**EXCERPTED PASSAGE:**

########################################

Example: Gaussian mixtures on iris dataset

We will consider different types of Gaussian mixture models fitted with EM algorithm on iris dataset. Parametrisation will use both the means and the covariance matrices of $K$ mixture components $f(x|\phi_k)$, given by \begin{equation} \label{eq:normal_mixture} f(x|\phi_k) = (2\pi)^{-\frac{p}{2}} |\Sigma_k|^{-\frac{1}{2}}\exp\left(-\frac{1}{2}(x-\mu_k)^\top\Sigma_k^{-1}(x-\mu_k)\right), \end{equation} with $\phi_k=(\mu_k,\Sigma_k)$ and the overall parameters are given by $\theta=(\phi_1,\ldots,\phi_K;\pi_1,\ldots,\pi_K)$.

In [1]:
#helper function to visualise covariance structure of fitted Gaussian components
from matplotlib.patches import Ellipse
def plot_cov_ellipse(cov, pos, col='b', nstd=2, ax=None, **kwargs):
    def eigsorted(cov):
        vals, vecs = np.linalg.eigh(cov)
        order = vals.argsort()[::-1]
        return vals[order], vecs[:,order]
    if ax is None:
        ax = plt.gca()
    vals, vecs = eigsorted(cov)
    theta = np.degrees(np.arctan2(*vecs[:,0][::-1]))
    # Width and height are "full" widths, not radius
    width, height = 2 * nstd * np.sqrt(vals)
    ellip = Ellipse(xy=pos, width=width, height=height, angle=theta, color=col, alpha=0.2,**kwargs)
    return ellip

Let us load and inspect iris data again.

In [21]:
from sklearn import cluster, datasets
from sklearn.mixture import GaussianMixture
import numpy as np
import matplotlib.pyplot as plt
import pandas as pd

colors = ['navy', 'turquoise', 'darkorange']
markers = ['+','*','x']

#load iris data; pairwise plots
iris = datasets.load_iris()
df=pd.DataFrame(iris.data,columns = iris.feature_names)

########################################

**COLLECTED DATA:**
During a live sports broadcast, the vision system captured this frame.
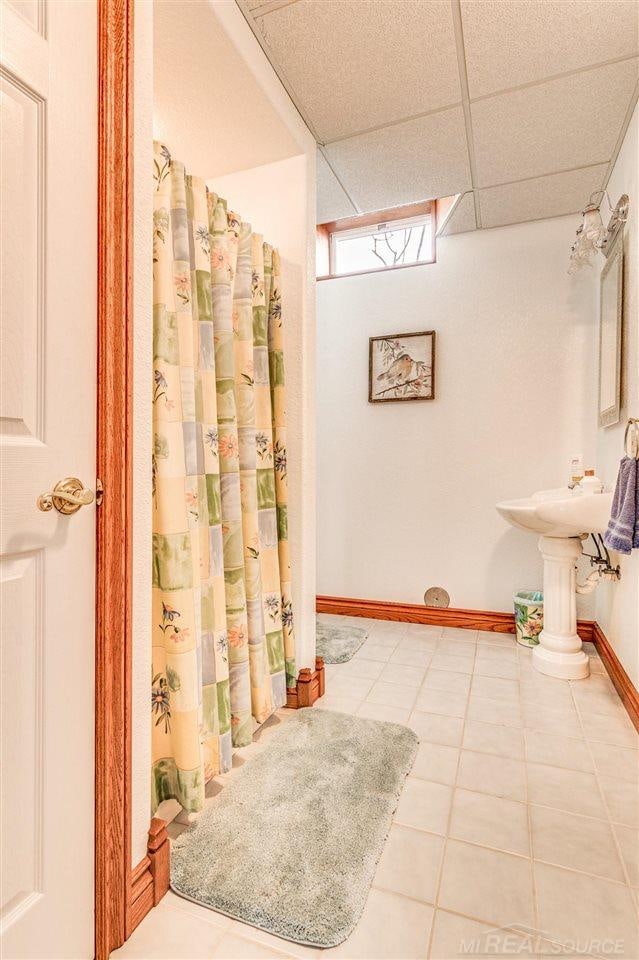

########################################

**BRIEF 1:** According to the Gaussian mixture example, which algorithm is used to fit the mixture models on the iris dataset?
**BRIEF 2:** Proceed with the Gaussian mixture example from its final line onward.

**TASK RESULT 1:** The EM algorithm.

**TASK RESULT 2:**
axes = pd.tools.plotting.scatter_matrix(df, figsize=(9, 9), s=100, alpha=0.2)

Let us use petal length and petal width dimensions and run the good old $K$-means with $K=3$.

In [29]:
kmeans = cluster.KMeans(n_clusters=3)
f, (ax1, ax2) = plt.subplots(1, 2, sharex=True, sharey=True, figsize=(9,5))
for n in range(kmeans.n_clusters):
    data_kmeanslabels = iris.data[kmeans.labels_ == n]
    ax1.scatter(data_kmeanslabels[:, 2], data_kmeanslabels[:, 3], color=colors[n], alpha=0.5)
    data_truelabels = iris.data[iris.target == n]
    ax2.scatter(data_truelabels[:, 2], data_truelabels[:, 3], marker=markers[n])

Different colors correspond to the clusters obtained by $K$-means, whereas different markers correspond to the original class labels: setosa, virginica, versicolor. The hard assignments of $K$-means do not reflect any uncertainty in the cluster allocation whereas there is a clear overlap in the true labels.

Now, let us consider the following Gaussian mixture models with different covariance structures:

  • spherical: $\Sigma_k=\sigma_k^2 I$, i.e. all mixture components have spherical, but possibly different covariance matrices.
  • diagonal: each $\Sigma_k$ is diagonal, i.e. contours of the mixture components are axis-aligned
  • tied: $\Sigma_k=\Sigma$, i.e. all mixture components share the same covariance matrix, which need not be diagonal
  • full: all mixture components are free to have a full $\Sigma_k$ of its own.

We will use $K=3$ mixture components.

In [31]:
# Try GMMs using different types of covariances in 2d: petal length vs petal width
estimators = dict((cov_type, GaussianMixture(n_components=3,
                   covariance_type=cov_type, max_iter=20, random_state=0))
                  for cov_type in ['spherical', 'diag', 'tied', 'full'])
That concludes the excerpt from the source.